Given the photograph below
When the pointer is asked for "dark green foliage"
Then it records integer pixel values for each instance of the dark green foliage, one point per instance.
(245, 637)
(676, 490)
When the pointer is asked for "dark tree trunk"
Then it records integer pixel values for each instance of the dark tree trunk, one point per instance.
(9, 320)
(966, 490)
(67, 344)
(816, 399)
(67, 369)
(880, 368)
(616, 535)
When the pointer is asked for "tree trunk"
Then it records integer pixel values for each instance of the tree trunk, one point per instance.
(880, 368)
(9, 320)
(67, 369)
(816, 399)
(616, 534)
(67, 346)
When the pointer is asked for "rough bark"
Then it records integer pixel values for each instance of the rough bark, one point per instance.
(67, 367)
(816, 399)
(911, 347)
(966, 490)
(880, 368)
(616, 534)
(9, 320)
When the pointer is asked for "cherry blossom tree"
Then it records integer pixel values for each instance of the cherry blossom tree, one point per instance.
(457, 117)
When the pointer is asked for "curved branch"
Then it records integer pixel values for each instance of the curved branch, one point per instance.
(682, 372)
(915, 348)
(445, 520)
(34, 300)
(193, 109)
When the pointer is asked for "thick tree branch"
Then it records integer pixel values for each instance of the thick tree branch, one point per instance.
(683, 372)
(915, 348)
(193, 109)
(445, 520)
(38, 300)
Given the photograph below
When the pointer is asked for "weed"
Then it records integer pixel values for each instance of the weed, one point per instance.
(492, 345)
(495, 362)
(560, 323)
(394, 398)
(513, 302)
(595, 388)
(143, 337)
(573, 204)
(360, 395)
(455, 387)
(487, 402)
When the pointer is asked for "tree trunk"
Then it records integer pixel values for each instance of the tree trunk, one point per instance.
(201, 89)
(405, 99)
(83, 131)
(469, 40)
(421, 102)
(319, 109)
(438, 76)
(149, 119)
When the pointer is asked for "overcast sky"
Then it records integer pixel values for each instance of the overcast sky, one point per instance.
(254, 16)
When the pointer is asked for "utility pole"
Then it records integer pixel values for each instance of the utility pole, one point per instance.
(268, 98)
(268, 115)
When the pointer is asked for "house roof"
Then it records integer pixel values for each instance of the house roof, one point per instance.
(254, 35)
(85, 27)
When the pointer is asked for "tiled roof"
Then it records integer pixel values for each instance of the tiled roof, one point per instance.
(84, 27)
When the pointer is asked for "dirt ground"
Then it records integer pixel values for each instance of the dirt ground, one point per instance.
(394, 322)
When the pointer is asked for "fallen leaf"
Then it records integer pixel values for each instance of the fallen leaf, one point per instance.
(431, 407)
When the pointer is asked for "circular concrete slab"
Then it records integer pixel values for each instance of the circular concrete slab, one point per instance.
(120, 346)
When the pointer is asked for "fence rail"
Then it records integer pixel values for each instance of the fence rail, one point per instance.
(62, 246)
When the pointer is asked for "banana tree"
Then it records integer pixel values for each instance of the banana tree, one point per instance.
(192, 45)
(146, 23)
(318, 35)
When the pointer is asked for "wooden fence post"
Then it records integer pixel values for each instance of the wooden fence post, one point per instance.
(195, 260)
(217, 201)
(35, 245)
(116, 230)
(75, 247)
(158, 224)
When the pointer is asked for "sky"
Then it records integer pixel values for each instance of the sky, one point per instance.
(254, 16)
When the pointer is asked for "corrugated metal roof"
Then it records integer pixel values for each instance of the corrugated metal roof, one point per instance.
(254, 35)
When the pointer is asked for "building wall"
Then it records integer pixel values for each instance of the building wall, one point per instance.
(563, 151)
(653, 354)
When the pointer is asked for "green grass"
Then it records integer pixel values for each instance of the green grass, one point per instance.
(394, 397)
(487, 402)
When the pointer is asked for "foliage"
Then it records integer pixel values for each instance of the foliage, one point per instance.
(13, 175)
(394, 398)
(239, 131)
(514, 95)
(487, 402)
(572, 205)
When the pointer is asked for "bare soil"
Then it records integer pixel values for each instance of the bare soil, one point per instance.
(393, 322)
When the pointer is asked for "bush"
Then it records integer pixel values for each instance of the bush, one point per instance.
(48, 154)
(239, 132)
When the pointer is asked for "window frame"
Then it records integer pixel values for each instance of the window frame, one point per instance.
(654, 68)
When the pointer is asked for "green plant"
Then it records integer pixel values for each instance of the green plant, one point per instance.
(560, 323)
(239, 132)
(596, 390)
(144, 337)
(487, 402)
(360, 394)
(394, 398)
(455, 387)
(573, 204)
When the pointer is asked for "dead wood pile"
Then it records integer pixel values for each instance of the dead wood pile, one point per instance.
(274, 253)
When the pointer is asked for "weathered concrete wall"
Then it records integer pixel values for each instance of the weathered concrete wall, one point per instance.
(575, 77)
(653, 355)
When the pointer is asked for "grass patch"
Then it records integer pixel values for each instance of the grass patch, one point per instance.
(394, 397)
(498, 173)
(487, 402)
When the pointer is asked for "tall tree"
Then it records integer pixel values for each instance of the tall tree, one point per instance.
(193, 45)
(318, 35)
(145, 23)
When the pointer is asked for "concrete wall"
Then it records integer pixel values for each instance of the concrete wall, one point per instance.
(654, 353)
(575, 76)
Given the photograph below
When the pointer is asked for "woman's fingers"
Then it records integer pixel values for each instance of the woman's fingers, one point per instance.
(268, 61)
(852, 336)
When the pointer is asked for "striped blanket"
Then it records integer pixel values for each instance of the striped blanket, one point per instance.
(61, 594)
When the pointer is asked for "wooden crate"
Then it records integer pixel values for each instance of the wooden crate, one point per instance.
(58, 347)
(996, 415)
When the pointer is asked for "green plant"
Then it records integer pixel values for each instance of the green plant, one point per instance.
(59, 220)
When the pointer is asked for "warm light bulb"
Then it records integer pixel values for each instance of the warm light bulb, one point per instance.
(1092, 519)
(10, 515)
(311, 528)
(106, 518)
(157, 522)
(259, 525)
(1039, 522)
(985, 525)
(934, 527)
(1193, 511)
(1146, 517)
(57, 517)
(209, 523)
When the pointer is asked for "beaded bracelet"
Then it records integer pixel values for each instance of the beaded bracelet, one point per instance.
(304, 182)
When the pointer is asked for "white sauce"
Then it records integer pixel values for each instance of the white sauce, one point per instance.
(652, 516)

- - - -

◆ **What this task involves**
Identify every line of the records that contains the word "bare", and copy each such line. Case counts.

◆ **Problem solution**
When the pointer is asked for "bare soil"
Then it records integer pixel values for each instance of the bare soil, one point per instance.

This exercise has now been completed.